- [Provided data]
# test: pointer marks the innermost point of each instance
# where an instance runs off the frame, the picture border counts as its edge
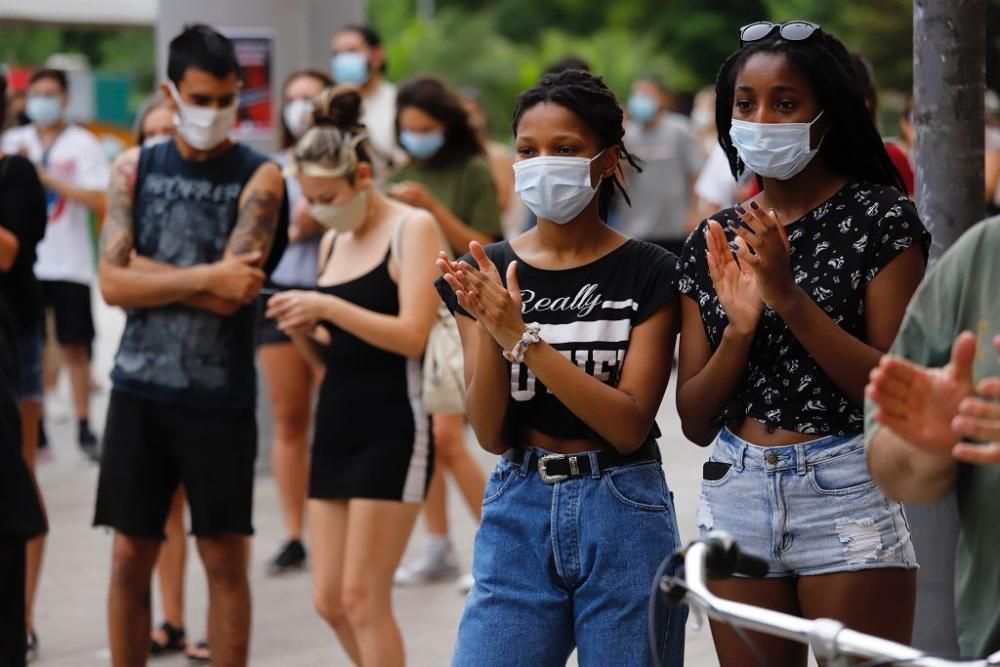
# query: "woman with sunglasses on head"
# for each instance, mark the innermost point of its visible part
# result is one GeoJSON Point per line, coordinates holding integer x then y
{"type": "Point", "coordinates": [372, 453]}
{"type": "Point", "coordinates": [792, 298]}
{"type": "Point", "coordinates": [568, 334]}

- [Task] Produce a verbatim transcription of every line in the listing, images omitted.

- [Answer to this exercise]
# test: pointer marks the innermost point of each instance
# where an instance runs off the frame, the picture border counts as its edge
# query: "woman with sunglasses on head"
# for each instance, mark the innermost point of its visible part
# result is one GeoJSON Point per line, coordinates holding integer x then y
{"type": "Point", "coordinates": [372, 453]}
{"type": "Point", "coordinates": [792, 298]}
{"type": "Point", "coordinates": [568, 334]}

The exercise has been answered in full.